Educational and Political Context

We’re keeping a pulse on the educational landscape and the primary curriculum, and hoping that our incredible teachers and school staff  will continue to plan for broad, contextualised learning that stimulates children’s imaginations and engages them in critical-thinking and problem-solving.

Go-Givers contributes to SMSC (Social, Moral, Spiritual, Cultural) learning. It cultivates an ethos of caring, concern and community connection.

‘It’s the job of the education system to prepare our young people for the challenges and opportunities of a changing world. What better opportunity than basing Go-Givers at the heart of the school curriculum?’ Rekha Bhakoo CBE, 

We’ve seen time and time again that Go-Givers helps teachers to deliver PSHCE (Personal, Social, Health & Citizenship Education) in a cross-curricular way. We complement the remit of PSHCE schemes such as SEAL and Healthy Schools, by extending the related citizenship elements and applying them to a wider societal context. For instance, issues of bullying in the classroom and playground open up learning opportunities for children to discuss power and politics between groups in society and between nation-states.

Many teachers have told us that Go-Givers instils them with the confidence to tackle controversial issues in the classroom from immigration to homophobia to Islamophobia.

Polygon annotations for photos:
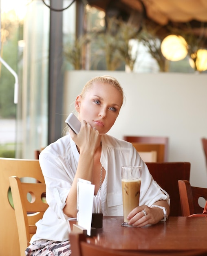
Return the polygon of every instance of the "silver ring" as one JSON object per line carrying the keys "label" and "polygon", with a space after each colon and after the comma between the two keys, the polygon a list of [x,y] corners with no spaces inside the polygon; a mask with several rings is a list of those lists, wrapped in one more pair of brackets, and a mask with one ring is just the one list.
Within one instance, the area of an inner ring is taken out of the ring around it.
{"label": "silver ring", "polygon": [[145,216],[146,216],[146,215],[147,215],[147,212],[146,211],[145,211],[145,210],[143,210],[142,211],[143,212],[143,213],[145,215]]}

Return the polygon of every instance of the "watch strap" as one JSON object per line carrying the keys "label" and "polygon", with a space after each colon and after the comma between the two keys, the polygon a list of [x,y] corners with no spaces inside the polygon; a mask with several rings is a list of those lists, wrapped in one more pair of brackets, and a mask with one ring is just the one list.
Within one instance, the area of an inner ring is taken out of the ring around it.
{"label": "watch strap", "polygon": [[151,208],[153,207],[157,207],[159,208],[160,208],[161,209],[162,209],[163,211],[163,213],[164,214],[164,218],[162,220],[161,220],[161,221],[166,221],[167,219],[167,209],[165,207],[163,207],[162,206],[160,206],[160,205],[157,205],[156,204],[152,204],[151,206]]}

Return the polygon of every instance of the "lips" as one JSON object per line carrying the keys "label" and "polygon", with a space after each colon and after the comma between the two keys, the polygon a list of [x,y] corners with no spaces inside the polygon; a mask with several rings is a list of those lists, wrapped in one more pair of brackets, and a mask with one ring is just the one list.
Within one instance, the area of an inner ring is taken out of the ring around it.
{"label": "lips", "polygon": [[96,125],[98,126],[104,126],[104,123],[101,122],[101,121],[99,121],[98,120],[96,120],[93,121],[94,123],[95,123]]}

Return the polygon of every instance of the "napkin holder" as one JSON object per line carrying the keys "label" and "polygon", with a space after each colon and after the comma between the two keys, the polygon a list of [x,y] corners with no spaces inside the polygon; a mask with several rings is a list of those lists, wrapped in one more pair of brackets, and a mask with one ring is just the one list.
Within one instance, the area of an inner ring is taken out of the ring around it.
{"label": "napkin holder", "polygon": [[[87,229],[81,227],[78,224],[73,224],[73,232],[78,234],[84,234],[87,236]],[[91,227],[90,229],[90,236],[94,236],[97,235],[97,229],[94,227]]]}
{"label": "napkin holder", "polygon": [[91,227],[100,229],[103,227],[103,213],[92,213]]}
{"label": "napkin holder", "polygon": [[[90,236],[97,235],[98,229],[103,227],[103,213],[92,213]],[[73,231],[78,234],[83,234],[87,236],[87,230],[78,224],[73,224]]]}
...
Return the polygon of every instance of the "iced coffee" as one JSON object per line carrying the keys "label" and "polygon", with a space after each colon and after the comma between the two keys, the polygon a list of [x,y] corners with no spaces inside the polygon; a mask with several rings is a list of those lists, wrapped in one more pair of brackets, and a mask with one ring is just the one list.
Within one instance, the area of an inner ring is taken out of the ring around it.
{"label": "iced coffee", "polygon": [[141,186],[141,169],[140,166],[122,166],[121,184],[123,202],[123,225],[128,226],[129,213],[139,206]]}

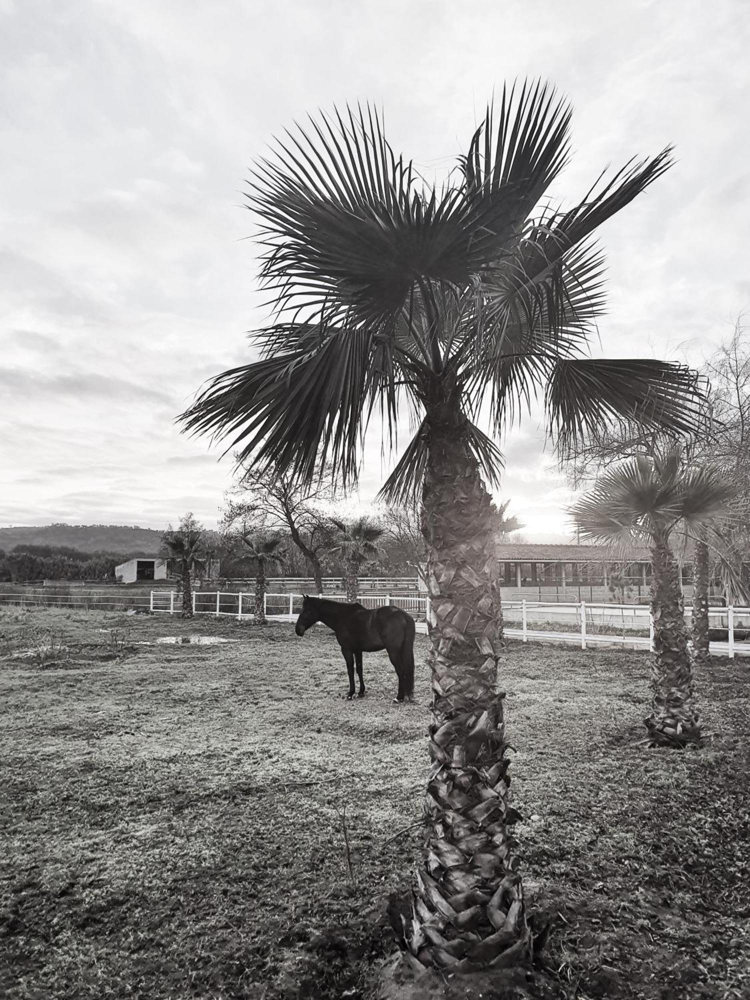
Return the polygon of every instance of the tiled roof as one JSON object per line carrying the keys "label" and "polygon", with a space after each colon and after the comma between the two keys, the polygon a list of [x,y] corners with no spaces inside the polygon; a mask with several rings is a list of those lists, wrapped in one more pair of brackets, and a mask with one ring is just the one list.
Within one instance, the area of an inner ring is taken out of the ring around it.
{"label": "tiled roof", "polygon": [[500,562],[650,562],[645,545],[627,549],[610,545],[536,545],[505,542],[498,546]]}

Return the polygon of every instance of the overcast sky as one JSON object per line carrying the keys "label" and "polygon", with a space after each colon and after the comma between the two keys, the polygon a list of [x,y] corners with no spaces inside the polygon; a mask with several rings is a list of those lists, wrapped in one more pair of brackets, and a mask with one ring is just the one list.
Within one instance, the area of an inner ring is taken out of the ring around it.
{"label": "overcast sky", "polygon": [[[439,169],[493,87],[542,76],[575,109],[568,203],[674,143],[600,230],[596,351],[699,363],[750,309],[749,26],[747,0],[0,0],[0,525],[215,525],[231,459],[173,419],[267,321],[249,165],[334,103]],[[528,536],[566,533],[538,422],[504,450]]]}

#### What this exercise asks
(a) According to the Go-Givers text, which kind of education does Go-Givers help teachers deliver in a cross-curricular way?
(b) Copy out the Go-Givers text from "We’ve seen time" to "and between nation-states.", substituting "schoolyard" for "playground".

#### List of solutions
(a) PSHCE (Personal, Social, Health & Citizenship Education).

(b)
We’ve seen time and time again that Go-Givers helps teachers to deliver PSHCE (Personal, Social, Health & Citizenship Education) in a cross-curricular way. We complement the remit of PSHCE schemes such as SEAL and Healthy Schools, by extending the related citizenship elements and applying them to a wider societal context. For instance, issues of bullying in the classroom and schoolyard open up learning opportunities for children to discuss power and politics between groups in society and between nation-states.